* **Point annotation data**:
============
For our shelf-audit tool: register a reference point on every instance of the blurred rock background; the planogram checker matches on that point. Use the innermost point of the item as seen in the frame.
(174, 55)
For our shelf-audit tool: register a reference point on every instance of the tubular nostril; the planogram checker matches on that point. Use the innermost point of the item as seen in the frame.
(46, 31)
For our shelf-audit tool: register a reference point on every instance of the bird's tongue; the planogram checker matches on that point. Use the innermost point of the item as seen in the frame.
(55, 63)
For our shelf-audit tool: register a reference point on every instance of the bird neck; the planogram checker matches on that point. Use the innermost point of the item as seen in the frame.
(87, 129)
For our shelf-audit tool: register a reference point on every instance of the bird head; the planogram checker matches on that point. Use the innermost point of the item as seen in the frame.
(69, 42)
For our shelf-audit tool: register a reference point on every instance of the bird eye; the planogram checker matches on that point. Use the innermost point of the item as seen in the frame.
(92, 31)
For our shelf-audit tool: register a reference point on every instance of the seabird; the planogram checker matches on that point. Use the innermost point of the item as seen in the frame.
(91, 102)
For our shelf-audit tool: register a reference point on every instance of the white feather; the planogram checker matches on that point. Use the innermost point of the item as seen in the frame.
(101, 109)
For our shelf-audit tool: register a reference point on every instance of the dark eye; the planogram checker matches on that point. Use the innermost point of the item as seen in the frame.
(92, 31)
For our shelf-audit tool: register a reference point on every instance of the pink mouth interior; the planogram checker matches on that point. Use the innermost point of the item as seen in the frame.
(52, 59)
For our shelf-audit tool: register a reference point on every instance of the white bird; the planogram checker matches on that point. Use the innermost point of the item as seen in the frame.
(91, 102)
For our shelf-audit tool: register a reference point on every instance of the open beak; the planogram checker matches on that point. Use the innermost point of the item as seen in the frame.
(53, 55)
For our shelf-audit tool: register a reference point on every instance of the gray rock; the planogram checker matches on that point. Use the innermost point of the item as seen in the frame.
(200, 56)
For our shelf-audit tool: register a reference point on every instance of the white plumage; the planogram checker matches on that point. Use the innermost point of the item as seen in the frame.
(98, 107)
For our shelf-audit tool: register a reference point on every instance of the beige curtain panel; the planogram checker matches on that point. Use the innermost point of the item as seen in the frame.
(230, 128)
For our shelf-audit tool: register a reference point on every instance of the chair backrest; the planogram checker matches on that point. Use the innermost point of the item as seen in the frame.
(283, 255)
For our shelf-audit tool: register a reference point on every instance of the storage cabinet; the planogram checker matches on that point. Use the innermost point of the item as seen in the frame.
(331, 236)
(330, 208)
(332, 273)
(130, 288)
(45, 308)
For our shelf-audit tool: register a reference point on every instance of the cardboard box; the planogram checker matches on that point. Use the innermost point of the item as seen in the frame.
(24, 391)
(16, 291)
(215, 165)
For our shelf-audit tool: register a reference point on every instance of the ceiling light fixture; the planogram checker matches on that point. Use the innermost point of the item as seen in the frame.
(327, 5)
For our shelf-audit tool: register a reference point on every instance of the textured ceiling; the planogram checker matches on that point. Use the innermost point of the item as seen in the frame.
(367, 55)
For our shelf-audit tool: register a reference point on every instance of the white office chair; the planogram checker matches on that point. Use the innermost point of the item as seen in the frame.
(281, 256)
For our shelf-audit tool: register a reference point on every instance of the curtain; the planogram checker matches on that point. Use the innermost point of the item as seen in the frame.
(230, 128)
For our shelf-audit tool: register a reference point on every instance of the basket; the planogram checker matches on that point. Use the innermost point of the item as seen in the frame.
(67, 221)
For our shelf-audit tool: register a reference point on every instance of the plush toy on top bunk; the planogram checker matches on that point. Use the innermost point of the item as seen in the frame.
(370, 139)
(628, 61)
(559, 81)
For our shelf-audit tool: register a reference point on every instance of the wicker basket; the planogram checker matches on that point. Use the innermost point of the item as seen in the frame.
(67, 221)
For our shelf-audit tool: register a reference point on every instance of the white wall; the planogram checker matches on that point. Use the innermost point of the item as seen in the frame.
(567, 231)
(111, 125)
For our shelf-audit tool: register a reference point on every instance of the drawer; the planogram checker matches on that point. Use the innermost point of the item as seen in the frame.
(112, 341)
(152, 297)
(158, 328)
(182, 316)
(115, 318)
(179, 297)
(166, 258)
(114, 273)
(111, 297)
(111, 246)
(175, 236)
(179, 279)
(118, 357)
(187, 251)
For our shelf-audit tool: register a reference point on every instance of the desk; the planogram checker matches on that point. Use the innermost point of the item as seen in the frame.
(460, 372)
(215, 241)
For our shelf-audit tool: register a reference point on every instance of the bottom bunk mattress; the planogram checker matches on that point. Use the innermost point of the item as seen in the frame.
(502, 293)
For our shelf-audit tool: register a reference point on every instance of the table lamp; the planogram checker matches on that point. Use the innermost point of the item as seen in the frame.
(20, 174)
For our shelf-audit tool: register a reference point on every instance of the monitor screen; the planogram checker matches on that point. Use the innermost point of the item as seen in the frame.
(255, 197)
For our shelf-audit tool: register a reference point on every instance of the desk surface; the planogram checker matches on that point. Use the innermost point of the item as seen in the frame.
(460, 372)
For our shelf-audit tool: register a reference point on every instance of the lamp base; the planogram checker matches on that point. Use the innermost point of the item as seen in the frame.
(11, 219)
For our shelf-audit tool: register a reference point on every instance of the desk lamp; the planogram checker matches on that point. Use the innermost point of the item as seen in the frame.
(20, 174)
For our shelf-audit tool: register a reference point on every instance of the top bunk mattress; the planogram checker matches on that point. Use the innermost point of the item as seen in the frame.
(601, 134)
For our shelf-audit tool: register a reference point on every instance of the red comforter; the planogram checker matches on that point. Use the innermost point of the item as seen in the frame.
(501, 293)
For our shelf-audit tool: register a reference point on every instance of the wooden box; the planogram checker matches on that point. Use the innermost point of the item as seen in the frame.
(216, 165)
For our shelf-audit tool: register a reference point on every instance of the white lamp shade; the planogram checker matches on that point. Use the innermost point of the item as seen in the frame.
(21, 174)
============
Print the listing above again line for line, with no changes.

For our shelf-audit tool: register a reference point on every instance of the blurred rock background; the planogram checker matches on that point. Use the innermost point of the item as seen in the frame.
(174, 55)
For our shelf-audit tool: register a reference point on every instance of the tubular nostril; the planogram checker matches on that point. Use the innermost point of the item as seen in the frame.
(46, 31)
For our shelf-audit tool: register a reference point on every instance of the bird's tongue; the planogram checker matches on that point. Use the innermost point of the item as seen in the frame.
(55, 63)
For our shelf-audit tool: register a reference point on every instance of the bird neck; the planogram checker matches on that point. Use the innermost point of the item as seen in the frame.
(87, 129)
For our shelf-audit tool: register a reference point on every instance of the bird head; the planogram checker matches on that point. Use the innermost point of the item as seen in the frame.
(69, 42)
For our shelf-audit tool: register a reference point on every instance of the bird eye; the planogram checker matches on that point. Use the innermost point of the item as seen in the frame.
(92, 31)
For our shelf-audit tool: register a reference point on every instance of the seabird; the planogram checker matches on that point. Use the innermost point of the item as seen in the frame.
(91, 102)
For our shelf-audit tool: register a reference point on every instance of the white feather; the planogram checker matches on that point. Use the innermost point of the item as seen in the frame.
(101, 109)
For our shelf-audit tool: register a reference point on every instance of the dark eye; the planogram checker matches on that point. Use the innermost point of the item as seen in the frame.
(92, 31)
For our shelf-audit tool: register a reference point on every instance of the pink mouth interior; the planogram checker matches on that point. Use the innermost point of the item as seen in the frame.
(52, 59)
For our shelf-audit tool: register a reference point on every instance of the white bird; the planogram checker matches on that point. Use the innermost point of the item as seen in the frame.
(91, 102)
For our shelf-audit tool: register a reference point on every instance of the open beak; the planogram checker matches on that point. Use the innermost point of the item as seen in the frame.
(53, 55)
For our shelf-audit tool: register a reference point on every instance of the gray rock; the planogram checker matches on that point. Use the innermost point of the item as seen in the frame.
(200, 56)
For our shelf-audit tool: register a reference point on every instance of the white plumage; the planogram checker matches on that point. Use the innermost point of the item as seen in the frame.
(98, 107)
For our shelf-audit tool: register a reference point on every instance of the beige curtain panel; the planogram checker matches on that point. Use the innermost point of the item as seen in the frame.
(230, 128)
For our shelf-audit tool: register a reference point on every instance of the chair backrest; the planogram checker matches on that point. Use the innermost point of the item as seen in the frame.
(283, 255)
For our shelf-audit tool: register a reference point on every instance of the storage cabinet; the planogram checker matches on that point. Use the innermost point of the item as seen in the frame.
(331, 236)
(330, 208)
(332, 273)
(130, 288)
(45, 308)
For our shelf-audit tool: register a reference point on every instance of the cardboard box; the planogram checker matches on that point. Use the innermost point of the item as seen in the frame.
(24, 391)
(16, 291)
(215, 165)
For our shelf-audit tool: register a reference point on every instance of the ceiling light fixture; the planogram checker matches on that point. Use the innermost point of the item as seen in the frame.
(327, 5)
For our shelf-audit tool: register a reference point on every instance of the textured ceiling; the planogram checker matches on that point. Use the innermost point of the item as seen in the frame.
(367, 55)
For our shelf-audit tool: register a reference point on every instance of the white office chair; the planogram checker matches on that point. Use the innermost point of the item as seen in the frame.
(281, 256)
For our shelf-audit tool: register a reference point on every instance of the curtain; the planogram checker matches on that point. Use the innermost point of the item as seen in the frame.
(230, 128)
For our shelf-audit tool: register a reference point on every instance of the basket; the planogram checker matches on that point. Use the innermost point of the item as seen in the frame.
(67, 221)
For our shelf-audit tool: register a reference point on every instance of the plush toy on top bunk; the planogram checker matches on that point. Use the innermost point of the item as seen in the frame.
(370, 139)
(628, 61)
(559, 81)
For our shelf-audit tool: register a reference point on every instance of the wicker basket; the planogram checker matches on that point. Use the innermost point of the item as seen in the frame.
(67, 221)
For our shelf-audit tool: register a reference point on every instance of the white wall; the planogram checker matches on that point. Use the innermost point of the item as seen in the frame.
(567, 231)
(111, 125)
For our shelf-audit tool: register a reference point on every instance of the drawer; the planogram checker matches on that point. Use the innermost point of the item as seen in the frame.
(112, 341)
(152, 297)
(158, 328)
(182, 316)
(115, 318)
(179, 297)
(166, 258)
(114, 273)
(111, 297)
(111, 246)
(175, 236)
(179, 279)
(118, 357)
(187, 251)
For our shelf-audit tool: register a reference point on every instance of the desk; the planogram checker matches on that point. Use the innermost point of the item as seen in the frame.
(460, 372)
(215, 241)
For our shelf-audit tool: register a reference point on every instance of the bottom bunk mattress; the planogram checker matches on that point. Use the innermost point of the item as seen in the frame.
(502, 293)
For our shelf-audit tool: register a reference point on every instance of the table lamp; the planogram checker matches on that point. Use the innermost point of the item as seen in the frame.
(20, 174)
For our shelf-audit tool: register a reference point on every instance of the monitor screen; the planogram checker matches on that point. Use the innermost point of the item as seen in the frame.
(255, 197)
For our shelf-audit tool: register a reference point on every instance of the desk surface; the planogram checker matches on that point. Use the innermost point of the item as seen in the frame.
(460, 372)
For our shelf-audit tool: register a reference point on every instance of the lamp base; the planogram checker matches on that point. Use the innermost point of the item as seen in the frame.
(11, 219)
For our shelf-audit tool: register a reference point on every instance of the desk lamp; the planogram checker matches on that point. Use the innermost point of the item as seen in the frame.
(20, 174)
For our shelf-audit tool: register a reference point on every instance of the top bunk mattress; the planogram checker matches on that point. Use the innermost point of the item as seen in the frame.
(601, 134)
For our shelf-audit tool: register a reference point on every instance of the red comforter; the planogram checker matches on that point. Use the innermost point of the item as seen in the frame.
(501, 293)
For our shelf-audit tool: register a reference point on every instance of the wooden box; the planogram checker matches on that point. Use the innermost point of the item as seen in the frame.
(216, 165)
For our shelf-audit tool: register a reference point on every instance of the white lamp shade; the planogram checker matches on that point. Use the innermost point of the item as seen in the frame.
(21, 174)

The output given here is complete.